Go through the records and give each one again exactly.

[start]

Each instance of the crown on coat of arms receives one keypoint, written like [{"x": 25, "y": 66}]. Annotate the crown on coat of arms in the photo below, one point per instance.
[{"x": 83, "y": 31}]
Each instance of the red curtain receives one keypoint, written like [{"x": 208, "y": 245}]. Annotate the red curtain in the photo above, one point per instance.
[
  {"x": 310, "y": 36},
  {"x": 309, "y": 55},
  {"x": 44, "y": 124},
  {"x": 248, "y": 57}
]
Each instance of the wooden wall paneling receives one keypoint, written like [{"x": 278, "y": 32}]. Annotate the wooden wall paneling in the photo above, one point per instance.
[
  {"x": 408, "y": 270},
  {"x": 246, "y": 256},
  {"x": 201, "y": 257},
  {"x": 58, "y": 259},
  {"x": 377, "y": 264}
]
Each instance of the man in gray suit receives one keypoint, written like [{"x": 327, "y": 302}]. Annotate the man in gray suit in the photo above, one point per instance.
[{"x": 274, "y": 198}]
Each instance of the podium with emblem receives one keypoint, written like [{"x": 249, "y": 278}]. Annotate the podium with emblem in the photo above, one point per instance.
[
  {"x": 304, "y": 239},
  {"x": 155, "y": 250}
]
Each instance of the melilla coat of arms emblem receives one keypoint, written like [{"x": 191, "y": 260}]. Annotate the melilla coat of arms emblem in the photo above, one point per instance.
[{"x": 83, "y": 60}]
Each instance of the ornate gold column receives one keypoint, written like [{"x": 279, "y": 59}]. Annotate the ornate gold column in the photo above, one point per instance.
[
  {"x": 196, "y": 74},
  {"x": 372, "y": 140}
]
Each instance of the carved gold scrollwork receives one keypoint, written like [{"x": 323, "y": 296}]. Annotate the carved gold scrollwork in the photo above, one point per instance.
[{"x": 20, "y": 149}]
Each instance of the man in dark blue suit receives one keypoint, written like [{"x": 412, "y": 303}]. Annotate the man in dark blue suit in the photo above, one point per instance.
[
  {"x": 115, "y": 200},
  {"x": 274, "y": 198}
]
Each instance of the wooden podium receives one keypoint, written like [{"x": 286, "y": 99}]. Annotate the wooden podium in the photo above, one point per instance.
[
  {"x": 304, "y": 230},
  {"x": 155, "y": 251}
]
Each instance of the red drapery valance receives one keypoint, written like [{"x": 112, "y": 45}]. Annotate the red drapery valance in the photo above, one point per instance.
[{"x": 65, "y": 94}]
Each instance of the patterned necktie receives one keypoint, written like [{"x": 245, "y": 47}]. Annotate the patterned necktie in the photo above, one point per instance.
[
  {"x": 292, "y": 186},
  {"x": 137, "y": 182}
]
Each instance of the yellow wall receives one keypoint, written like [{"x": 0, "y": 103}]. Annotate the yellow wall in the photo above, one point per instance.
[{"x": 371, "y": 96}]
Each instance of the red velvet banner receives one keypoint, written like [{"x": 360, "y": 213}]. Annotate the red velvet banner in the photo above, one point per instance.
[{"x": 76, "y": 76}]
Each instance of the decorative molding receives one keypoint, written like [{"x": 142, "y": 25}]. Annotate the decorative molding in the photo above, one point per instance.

[end]

- **Answer to the task**:
Each instance of the crown on coat of arms receives one keypoint, written like [{"x": 25, "y": 66}]. Annotate the crown on coat of arms in the photo below, one point per instance.
[{"x": 83, "y": 31}]
Each instance of the red curtain receives one keypoint, written like [{"x": 208, "y": 245}]. Annotate the red curtain in the photo above, one point per instance.
[
  {"x": 310, "y": 36},
  {"x": 309, "y": 55},
  {"x": 44, "y": 124},
  {"x": 248, "y": 57}
]
Each instance of the wooden wall paneling receives one keypoint, written like [{"x": 278, "y": 32}]. Annotate the wooden wall paneling in the photo above, one point per instance.
[
  {"x": 408, "y": 270},
  {"x": 246, "y": 256},
  {"x": 201, "y": 257},
  {"x": 58, "y": 259},
  {"x": 377, "y": 264}
]
Each instance of the man in gray suit receives one keypoint, written like [{"x": 327, "y": 302}]. Annotate the man in gray suit in the photo above, one point per instance.
[{"x": 274, "y": 198}]
Each instance of the podium with emblem receives one keypoint, written like [{"x": 249, "y": 278}]. Annotate the podium with emblem in the photo above, one point per instance.
[
  {"x": 304, "y": 239},
  {"x": 155, "y": 250}
]
Each instance of the melilla coat of arms emblem receives one keypoint, written like [{"x": 191, "y": 260}]. Annotate the melilla coat of arms emblem in the photo above, one point per instance.
[{"x": 83, "y": 60}]
Each instance of the ornate gold column receives one keypoint, written like [{"x": 279, "y": 59}]. Annotate the ornate gold column in the photo above, one point per instance.
[
  {"x": 196, "y": 74},
  {"x": 372, "y": 140}
]
Each instance of the carved gold scrollwork receives one keypoint, written like [{"x": 323, "y": 296}]. Annotate the carved gold scrollwork in the photo above, one point per instance.
[{"x": 20, "y": 149}]
Each instance of the man in dark blue suit receives one keypoint, written like [{"x": 412, "y": 303}]. Annotate the man in dark blue suit in the photo above, one point per instance.
[
  {"x": 115, "y": 200},
  {"x": 274, "y": 198}
]
Each instance of the wooden podium receives one keypoint, written like [{"x": 286, "y": 99}]. Annotate the wooden podium in the photo above, one point per instance.
[
  {"x": 304, "y": 230},
  {"x": 155, "y": 251}
]
Each instance of the red drapery valance receives one keypoint, written like [{"x": 112, "y": 45}]. Annotate the red drapery valance in the photo above, one point per instance.
[{"x": 65, "y": 94}]
Each instance of the patterned necktie receives one keypoint, written like [{"x": 245, "y": 47}]. Annotate the patterned necktie in the photo above, one point per instance.
[
  {"x": 292, "y": 186},
  {"x": 137, "y": 182}
]
Each instance of the yellow wall receives one keypoint, written like [{"x": 0, "y": 103}]. Annotate the yellow wall in the photo above, one point per instance.
[{"x": 371, "y": 96}]
Each instance of the red velvet banner receives one keypoint, written like [{"x": 360, "y": 213}]. Annotate the red velvet banner in the photo above, one point per instance.
[{"x": 76, "y": 76}]
Each instance of the decorative molding receives one keypoint, written like [{"x": 142, "y": 25}]. Annotate the decorative molding in the photo above, one point per instance.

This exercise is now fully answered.